= RECORD LIST =
———

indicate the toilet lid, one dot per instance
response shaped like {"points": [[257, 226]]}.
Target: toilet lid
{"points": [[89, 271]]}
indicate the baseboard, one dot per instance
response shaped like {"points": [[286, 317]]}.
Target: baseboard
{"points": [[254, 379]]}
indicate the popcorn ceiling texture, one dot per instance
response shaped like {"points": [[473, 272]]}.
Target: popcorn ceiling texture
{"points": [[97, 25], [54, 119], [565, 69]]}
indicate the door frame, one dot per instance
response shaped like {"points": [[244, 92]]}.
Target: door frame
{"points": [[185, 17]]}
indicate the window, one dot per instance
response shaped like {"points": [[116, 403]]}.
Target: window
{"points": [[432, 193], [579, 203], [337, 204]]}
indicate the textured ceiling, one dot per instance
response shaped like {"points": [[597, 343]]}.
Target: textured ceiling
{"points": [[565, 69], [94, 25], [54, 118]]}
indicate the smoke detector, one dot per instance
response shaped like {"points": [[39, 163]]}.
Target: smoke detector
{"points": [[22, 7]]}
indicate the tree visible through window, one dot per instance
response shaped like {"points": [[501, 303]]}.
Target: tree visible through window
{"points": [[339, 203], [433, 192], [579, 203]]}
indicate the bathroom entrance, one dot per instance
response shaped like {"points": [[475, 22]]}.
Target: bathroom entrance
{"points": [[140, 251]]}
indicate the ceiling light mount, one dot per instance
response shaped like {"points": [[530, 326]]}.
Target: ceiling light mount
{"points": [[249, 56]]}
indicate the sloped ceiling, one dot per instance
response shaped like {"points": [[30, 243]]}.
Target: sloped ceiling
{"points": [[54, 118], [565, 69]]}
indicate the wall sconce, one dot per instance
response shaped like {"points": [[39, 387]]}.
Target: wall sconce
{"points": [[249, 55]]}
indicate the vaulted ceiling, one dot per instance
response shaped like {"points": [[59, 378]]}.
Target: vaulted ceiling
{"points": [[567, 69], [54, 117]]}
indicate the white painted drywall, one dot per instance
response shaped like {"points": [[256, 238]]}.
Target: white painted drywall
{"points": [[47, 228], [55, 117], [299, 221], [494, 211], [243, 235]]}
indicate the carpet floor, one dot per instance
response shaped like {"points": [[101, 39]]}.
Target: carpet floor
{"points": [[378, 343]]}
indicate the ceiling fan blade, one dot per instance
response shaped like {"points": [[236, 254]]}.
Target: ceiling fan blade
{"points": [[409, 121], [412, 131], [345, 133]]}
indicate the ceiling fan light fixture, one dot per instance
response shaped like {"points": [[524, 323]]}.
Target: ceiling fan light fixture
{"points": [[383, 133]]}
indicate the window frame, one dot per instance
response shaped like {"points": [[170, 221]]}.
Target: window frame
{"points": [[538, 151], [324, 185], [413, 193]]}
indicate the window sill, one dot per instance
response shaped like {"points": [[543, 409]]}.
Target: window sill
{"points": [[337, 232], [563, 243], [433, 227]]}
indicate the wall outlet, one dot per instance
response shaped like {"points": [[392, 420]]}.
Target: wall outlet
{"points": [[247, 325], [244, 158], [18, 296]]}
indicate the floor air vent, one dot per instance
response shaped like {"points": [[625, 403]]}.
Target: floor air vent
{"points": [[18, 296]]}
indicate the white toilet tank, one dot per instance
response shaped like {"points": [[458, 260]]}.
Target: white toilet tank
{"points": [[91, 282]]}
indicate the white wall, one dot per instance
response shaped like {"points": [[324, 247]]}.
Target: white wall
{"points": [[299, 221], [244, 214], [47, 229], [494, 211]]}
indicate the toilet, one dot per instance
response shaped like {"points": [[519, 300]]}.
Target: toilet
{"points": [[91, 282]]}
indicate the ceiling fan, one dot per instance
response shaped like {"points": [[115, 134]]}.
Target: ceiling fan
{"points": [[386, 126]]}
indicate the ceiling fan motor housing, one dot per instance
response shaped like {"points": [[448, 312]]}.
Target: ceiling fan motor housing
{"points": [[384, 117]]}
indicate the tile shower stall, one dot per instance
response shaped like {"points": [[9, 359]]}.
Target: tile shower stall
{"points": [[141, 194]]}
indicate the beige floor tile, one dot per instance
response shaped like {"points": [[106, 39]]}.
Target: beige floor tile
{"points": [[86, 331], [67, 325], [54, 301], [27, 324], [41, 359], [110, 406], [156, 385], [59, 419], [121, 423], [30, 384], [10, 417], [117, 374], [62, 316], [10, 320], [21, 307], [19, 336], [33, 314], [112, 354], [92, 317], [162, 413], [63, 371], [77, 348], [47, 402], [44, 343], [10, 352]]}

———

= SET EXERCISE =
Convert all the records above into a Markdown table with two columns, No. and Line. Number each row and put each line's text in it, leaving out blank lines.

= RESULT BELOW =
| No. | Line |
|---|---|
| 1 | indicate the toilet lid, one dot per instance |
| 2 | response shaped like {"points": [[257, 226]]}. |
| 3 | Target: toilet lid |
| 4 | {"points": [[89, 271]]} |
| 5 | indicate the baseboard, one dot per instance |
| 6 | response shaped like {"points": [[286, 317]]}. |
| 7 | Target: baseboard |
| 8 | {"points": [[254, 379]]} |
| 9 | indicate the popcorn ceiling texture, one dot per instance |
| 10 | response shaped like {"points": [[473, 272]]}. |
| 11 | Target: popcorn ceiling texture |
| 12 | {"points": [[97, 25], [54, 119], [565, 69]]} |
| 13 | indicate the door frame, one dot per instance |
| 14 | response shaped like {"points": [[244, 92]]}. |
| 15 | Target: door frame |
| 16 | {"points": [[185, 17]]} |
| 17 | indicate the window, one dot per instance |
| 18 | response shaped like {"points": [[116, 403]]}. |
| 19 | Target: window |
| 20 | {"points": [[432, 193], [579, 203], [337, 204]]} |
| 21 | indicate the textured ceiling, one dot per instance |
| 22 | response shaped like {"points": [[597, 343]]}. |
| 23 | Target: textured ceiling |
| 24 | {"points": [[565, 69], [94, 25], [54, 118]]} |
| 25 | indicate the smoke detector, one dot per instance |
| 26 | response shaped like {"points": [[39, 163]]}. |
| 27 | Target: smoke detector |
| 28 | {"points": [[22, 7]]} |
| 29 | indicate the tree visible through window, one dot per instance |
| 30 | response shaped like {"points": [[501, 303]]}. |
| 31 | Target: tree visible through window |
| 32 | {"points": [[339, 203], [433, 192], [579, 203]]} |
| 33 | indicate the bathroom entrance, one dot per instance |
| 34 | response shaped like {"points": [[475, 22]]}. |
| 35 | Target: bathroom entrance |
| 36 | {"points": [[140, 251]]} |
| 37 | indicate the ceiling light mount, one dot per instance |
| 38 | response shaped like {"points": [[530, 326]]}. |
| 39 | Target: ceiling light mount |
| 40 | {"points": [[249, 56]]} |
| 41 | indicate the sloped ceiling, one dot per instance |
| 42 | response shaped like {"points": [[30, 243]]}. |
| 43 | Target: sloped ceiling |
| 44 | {"points": [[54, 118], [565, 69]]} |
| 45 | indicate the wall sconce, one dot per instance |
| 46 | response shaped like {"points": [[39, 387]]}. |
| 47 | Target: wall sconce |
| 48 | {"points": [[249, 55]]} |
| 49 | indicate the vaulted ceiling, one dot per instance |
| 50 | response shaped like {"points": [[59, 378]]}. |
| 51 | Target: vaulted ceiling |
| 52 | {"points": [[567, 69], [54, 117]]} |
| 53 | indicate the white painted drywall, one dot per instance |
| 54 | response shaped like {"points": [[256, 238]]}. |
| 55 | Target: white painted drywall |
| 56 | {"points": [[47, 228], [55, 117], [299, 221], [494, 211], [243, 235]]} |
| 57 | indicate the carpet floor, one dot per instance |
| 58 | response shaped like {"points": [[101, 39]]}. |
| 59 | Target: carpet floor |
| 60 | {"points": [[378, 343]]} |
| 61 | indicate the ceiling fan blade, one dot per instance |
| 62 | response shaped like {"points": [[236, 254]]}. |
| 63 | Target: ceiling fan blade |
| 64 | {"points": [[409, 121], [412, 131], [345, 133]]} |
| 65 | indicate the ceiling fan light fixture, one dot per instance |
| 66 | response shaped like {"points": [[524, 323]]}. |
| 67 | Target: ceiling fan light fixture |
| 68 | {"points": [[383, 133]]} |
| 69 | indicate the window frame, one dot per instance |
| 70 | response shaped like {"points": [[170, 221]]}. |
| 71 | Target: window frame |
| 72 | {"points": [[538, 151], [324, 185], [413, 193]]} |
| 73 | indicate the window sill, one dot per instance |
| 74 | response shaped like {"points": [[543, 409]]}. |
| 75 | Target: window sill |
| 76 | {"points": [[337, 232], [563, 243], [433, 227]]} |
| 77 | indicate the wall outlet, one dot per instance |
| 78 | response shaped like {"points": [[392, 420]]}. |
| 79 | Target: wall outlet |
| 80 | {"points": [[247, 325], [244, 158], [18, 296]]} |
| 81 | indicate the floor air vent, one dot per instance |
| 82 | response shaped like {"points": [[625, 403]]}. |
| 83 | Target: floor air vent |
| 84 | {"points": [[18, 296]]} |
| 85 | indicate the white toilet tank, one dot per instance |
| 86 | response shaped like {"points": [[458, 260]]}. |
| 87 | Target: white toilet tank |
| 88 | {"points": [[91, 282]]} |
| 89 | indicate the white wall, one dot per instance |
| 90 | response shaped like {"points": [[324, 247]]}. |
| 91 | Target: white wall |
| 92 | {"points": [[299, 221], [244, 214], [47, 229], [494, 211]]} |
| 93 | indicate the toilet, one dot per instance |
| 94 | response shaped like {"points": [[519, 300]]}. |
| 95 | Target: toilet |
| 96 | {"points": [[91, 282]]} |
| 97 | indicate the ceiling fan, one dot per instance |
| 98 | response shaped like {"points": [[115, 134]]}. |
| 99 | Target: ceiling fan |
| 100 | {"points": [[386, 126]]} |
| 101 | indicate the ceiling fan motor housing, one dot per instance |
| 102 | response shaped like {"points": [[448, 312]]}. |
| 103 | Target: ceiling fan motor housing |
| 104 | {"points": [[384, 117]]} |
| 105 | indicate the tile shower stall, one dot per instance |
| 106 | response shaped like {"points": [[9, 359]]}. |
| 107 | Target: tile shower stall |
| 108 | {"points": [[141, 194]]} |
| 109 | indicate the beige floor tile, one dot per instance |
| 110 | response shaped like {"points": [[106, 39]]}. |
| 111 | Target: beige floor tile |
| 112 | {"points": [[86, 331], [67, 325], [54, 301], [27, 324], [41, 359], [110, 406], [156, 385], [59, 419], [121, 423], [30, 384], [10, 417], [117, 374], [62, 316], [10, 320], [21, 307], [19, 336], [33, 314], [112, 354], [92, 317], [162, 413], [63, 371], [77, 348], [47, 402], [44, 343], [10, 352]]} |